■ WHAT IS REQUIRED
Answer from the hockey trades excerpt below:
(a) In what year did Hall win an MVP, and for which team?
(b) Weber helped which team qualify for the 2021 Stanley Cup Final?
(c) What were the length and value of the contract Hall signed with Buffalo?

■ PAGE EXCERPT
——————————
Maybe the closest comparison to this offseason was the summer of 2016 when two trades — Taylor Hall for Adam Larsson and PK Subban for Shea Weber — brought a wow factor to that offseason. Hall eventually won an MVP for his new team, the Devils, in 2018 while Subban also thrived early in Nashville, garnering a Norris Trophy finalist nod in 2018. Weber, meanwhile, overcame some crippling physical issues to help Montreal qualify for the 2021 Stanley Cup Final.

So, impact players who had an impact in their new locations. It’s what they’re wishing for in Ottawa and Calgary, where they’ll use training camps and the early season to solve the mystery of chemistry because it all eventually needs to jell on the ic; and that’s the vexing, puzzling part of the equation that no one can accurately forecast.

But they’ll remember that Hall keyed a historic year-over-year turnaround in New Jersey before he was traded to Arizona and then as a highly prized free agent, joined Buffalo on a one-year, $8 million prove-it-to-me contract.

Hall’s contract that year was similar to the one signed by John Klingberg with the Ducks earlier this summer.
——————————
■ DATASET ENTRIES
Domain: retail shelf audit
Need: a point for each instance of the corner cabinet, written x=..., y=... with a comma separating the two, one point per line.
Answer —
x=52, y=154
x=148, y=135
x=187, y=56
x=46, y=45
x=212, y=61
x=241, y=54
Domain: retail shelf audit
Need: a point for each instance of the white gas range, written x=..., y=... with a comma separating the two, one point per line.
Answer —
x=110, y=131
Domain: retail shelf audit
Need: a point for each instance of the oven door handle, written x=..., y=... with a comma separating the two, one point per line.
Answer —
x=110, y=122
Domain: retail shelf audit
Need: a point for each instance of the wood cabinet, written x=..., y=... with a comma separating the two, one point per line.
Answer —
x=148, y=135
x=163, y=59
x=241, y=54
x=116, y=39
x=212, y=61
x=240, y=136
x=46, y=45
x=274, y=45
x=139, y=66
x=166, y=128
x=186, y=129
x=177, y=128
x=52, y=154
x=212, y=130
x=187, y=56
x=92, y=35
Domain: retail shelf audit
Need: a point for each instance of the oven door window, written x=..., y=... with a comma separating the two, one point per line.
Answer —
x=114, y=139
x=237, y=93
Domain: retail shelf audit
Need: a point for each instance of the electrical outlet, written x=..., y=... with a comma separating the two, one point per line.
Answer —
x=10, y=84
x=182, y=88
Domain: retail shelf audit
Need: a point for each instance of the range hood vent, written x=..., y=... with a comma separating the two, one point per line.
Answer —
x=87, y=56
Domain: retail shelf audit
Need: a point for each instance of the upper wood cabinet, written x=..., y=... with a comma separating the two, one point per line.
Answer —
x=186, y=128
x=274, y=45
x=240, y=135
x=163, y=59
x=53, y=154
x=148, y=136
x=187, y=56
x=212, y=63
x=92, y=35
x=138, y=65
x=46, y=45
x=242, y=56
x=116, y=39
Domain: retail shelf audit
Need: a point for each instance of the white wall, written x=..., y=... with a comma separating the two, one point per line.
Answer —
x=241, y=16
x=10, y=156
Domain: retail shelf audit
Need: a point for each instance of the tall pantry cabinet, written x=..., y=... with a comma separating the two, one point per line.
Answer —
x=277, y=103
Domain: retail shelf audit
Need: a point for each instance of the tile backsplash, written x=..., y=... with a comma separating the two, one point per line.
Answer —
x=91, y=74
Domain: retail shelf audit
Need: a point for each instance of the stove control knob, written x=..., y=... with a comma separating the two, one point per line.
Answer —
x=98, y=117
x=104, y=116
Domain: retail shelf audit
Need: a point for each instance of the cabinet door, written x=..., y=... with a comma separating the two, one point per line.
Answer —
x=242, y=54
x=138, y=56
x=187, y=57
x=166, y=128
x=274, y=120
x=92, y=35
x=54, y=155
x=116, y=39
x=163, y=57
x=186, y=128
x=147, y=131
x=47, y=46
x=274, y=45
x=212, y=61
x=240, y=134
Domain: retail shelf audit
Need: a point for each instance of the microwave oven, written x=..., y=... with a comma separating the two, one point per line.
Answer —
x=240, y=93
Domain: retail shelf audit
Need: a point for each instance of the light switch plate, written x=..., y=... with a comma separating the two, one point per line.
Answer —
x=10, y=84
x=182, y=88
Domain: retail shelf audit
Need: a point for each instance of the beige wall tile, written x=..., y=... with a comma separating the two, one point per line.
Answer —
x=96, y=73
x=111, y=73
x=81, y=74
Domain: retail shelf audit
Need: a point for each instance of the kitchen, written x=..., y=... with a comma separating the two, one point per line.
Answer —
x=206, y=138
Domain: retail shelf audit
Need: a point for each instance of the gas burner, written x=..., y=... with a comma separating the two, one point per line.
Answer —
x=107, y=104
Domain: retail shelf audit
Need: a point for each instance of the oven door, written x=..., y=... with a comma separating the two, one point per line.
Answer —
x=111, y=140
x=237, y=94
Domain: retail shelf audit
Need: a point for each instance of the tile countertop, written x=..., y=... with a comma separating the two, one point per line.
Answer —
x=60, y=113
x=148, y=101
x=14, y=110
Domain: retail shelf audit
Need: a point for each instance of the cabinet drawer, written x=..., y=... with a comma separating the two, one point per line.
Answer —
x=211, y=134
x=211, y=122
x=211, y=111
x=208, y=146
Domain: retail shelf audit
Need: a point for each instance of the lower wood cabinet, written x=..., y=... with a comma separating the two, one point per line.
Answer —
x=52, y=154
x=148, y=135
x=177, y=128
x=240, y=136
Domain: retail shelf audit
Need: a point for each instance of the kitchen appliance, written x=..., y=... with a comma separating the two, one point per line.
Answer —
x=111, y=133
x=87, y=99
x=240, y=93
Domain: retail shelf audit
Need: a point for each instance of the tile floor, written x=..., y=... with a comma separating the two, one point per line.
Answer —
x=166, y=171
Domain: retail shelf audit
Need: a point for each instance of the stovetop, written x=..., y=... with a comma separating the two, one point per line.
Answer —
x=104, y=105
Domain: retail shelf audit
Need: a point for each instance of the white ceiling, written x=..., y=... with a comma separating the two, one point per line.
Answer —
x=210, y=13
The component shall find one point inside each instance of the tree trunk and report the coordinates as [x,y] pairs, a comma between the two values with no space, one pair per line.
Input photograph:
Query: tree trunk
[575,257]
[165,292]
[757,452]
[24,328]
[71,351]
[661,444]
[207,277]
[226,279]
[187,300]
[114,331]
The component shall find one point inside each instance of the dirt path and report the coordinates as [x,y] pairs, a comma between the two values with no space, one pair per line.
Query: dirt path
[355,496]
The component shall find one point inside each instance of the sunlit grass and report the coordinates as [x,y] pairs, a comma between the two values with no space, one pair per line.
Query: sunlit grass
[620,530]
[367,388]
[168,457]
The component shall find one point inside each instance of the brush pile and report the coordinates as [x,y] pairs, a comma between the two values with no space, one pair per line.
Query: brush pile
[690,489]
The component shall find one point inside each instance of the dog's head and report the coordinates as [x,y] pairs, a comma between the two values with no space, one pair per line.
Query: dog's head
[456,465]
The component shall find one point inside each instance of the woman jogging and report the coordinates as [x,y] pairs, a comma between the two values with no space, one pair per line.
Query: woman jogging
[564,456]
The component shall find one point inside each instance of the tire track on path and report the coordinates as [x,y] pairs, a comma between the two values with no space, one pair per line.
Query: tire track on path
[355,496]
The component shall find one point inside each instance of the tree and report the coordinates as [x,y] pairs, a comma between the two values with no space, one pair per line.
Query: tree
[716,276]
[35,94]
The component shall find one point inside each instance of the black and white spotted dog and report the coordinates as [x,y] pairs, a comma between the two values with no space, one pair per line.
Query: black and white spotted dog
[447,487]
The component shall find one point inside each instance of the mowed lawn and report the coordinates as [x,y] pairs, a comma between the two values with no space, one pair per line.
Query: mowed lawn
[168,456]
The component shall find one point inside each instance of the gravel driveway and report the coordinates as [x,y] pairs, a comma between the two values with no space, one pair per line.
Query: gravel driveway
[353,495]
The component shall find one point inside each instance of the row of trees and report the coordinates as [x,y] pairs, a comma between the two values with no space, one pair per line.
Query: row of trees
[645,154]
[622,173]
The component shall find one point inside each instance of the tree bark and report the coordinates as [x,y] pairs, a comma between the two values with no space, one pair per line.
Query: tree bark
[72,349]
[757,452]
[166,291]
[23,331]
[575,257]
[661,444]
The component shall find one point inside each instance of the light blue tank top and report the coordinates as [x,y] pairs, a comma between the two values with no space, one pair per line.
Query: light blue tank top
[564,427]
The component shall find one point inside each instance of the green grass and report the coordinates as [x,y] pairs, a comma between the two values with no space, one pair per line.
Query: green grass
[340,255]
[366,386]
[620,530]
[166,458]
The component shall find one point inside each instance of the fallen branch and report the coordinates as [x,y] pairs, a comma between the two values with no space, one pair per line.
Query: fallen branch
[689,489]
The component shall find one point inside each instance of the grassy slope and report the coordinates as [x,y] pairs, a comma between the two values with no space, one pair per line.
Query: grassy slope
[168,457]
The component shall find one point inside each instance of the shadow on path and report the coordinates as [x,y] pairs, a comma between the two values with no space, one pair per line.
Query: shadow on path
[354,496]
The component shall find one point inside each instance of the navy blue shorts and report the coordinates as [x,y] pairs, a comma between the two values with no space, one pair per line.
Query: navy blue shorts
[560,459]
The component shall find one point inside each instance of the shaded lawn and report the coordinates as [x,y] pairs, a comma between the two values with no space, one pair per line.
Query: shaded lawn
——————————
■ ANSWER TO THIS PROBLEM
(a) 2018, for the Devils
(b) Montreal
(c) One year, $8 million